OBJECTIF VISÉ: Dans le texte ci-dessous sur le village de l’Imâmzâdeh Ibrâhim, recopiez sans rien changer le passage qui s’ouvre sur les mots contenant « Le village se » et se ferme sur « province du Guilân. ».

***** TEXTE SOURCE *****

Le village se trouve à 23 kilomètres au sud-est de Shaft et à 57 kilomètres de Rasht, capitale du Guilân. Le village tire son nom du mausolée de l’Imâmzâdeh Ibrâhim, un descendant de l’Imâm Moussâ al-Kâzem, septième Imâm des chiites. Situé dans les montagnes forestières les plus élevées de Shaft, ce village a un climat très agréable pendant la saison chaude. Le chemin qui mène à l’Imâmzâdeh Ibrahim passe par les rizières et les montagnes forestières, et offre les plus beaux paysages verdoyants parsemés de maisons de campagne. Une fois arrivés à l’Imâmzâdeh Ibrâhim, les visiteurs découvrent un petit village de toutes les couleurs, formé autour du mausolée qui est l’un des lieux de pèlerinage les plus vénérés de la province du Guilân.

Il faut également évoquer un produit laitier exceptionnel du département de Shaft : le fromage de Siâhmazgui. Siâhmazgui est le nom d’une zone rurale, sur la route de l’Imâmzâdeh Ibrâhim. Les éleveurs de moutons produisent un fromage traditionnel qui n’a rien d’industriel. Le fromage de Siâhmazgui est un véritable fromage fermier artisanal, car il est produit par chaque famille à partir de lait cru de brebis. Il s’agit donc d’un fromage au goût puissant, héritage d’un savoir-faire traditionnel et d’un terroir particulier.

***** DONNÉES FOURNIES *****

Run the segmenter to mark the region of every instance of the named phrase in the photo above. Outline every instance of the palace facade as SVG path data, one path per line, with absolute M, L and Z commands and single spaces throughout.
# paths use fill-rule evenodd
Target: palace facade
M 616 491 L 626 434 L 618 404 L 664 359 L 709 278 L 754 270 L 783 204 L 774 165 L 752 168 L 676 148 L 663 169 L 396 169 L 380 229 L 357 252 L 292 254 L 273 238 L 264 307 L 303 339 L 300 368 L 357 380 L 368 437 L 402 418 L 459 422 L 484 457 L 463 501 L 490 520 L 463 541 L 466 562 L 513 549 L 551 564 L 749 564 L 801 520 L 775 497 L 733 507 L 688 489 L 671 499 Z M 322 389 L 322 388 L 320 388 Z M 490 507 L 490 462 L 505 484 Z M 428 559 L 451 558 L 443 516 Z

*****

RÉPONSE ATTENDUE:
Le village se trouve à 23 kilomètres au sud-est de Shaft et à 57 kilomètres de Rasht, capitale du Guilân. Le village tire son nom du mausolée de l’Imâmzâdeh Ibrâhim, un descendant de l’Imâm Moussâ al-Kâzem, septième Imâm des chiites. Situé dans les montagnes forestières les plus élevées de Shaft, ce village a un climat très agréable pendant la saison chaude. Le chemin qui mène à l’Imâmzâdeh Ibrahim passe par les rizières et les montagnes forestières, et offre les plus beaux paysages verdoyants parsemés de maisons de campagne. Une fois arrivés à l’Imâmzâdeh Ibrâhim, les visiteurs découvrent un petit village de toutes les couleurs, formé autour du mausolée qui est l’un des lieux de pèlerinage les plus vénérés de la province du Guilân.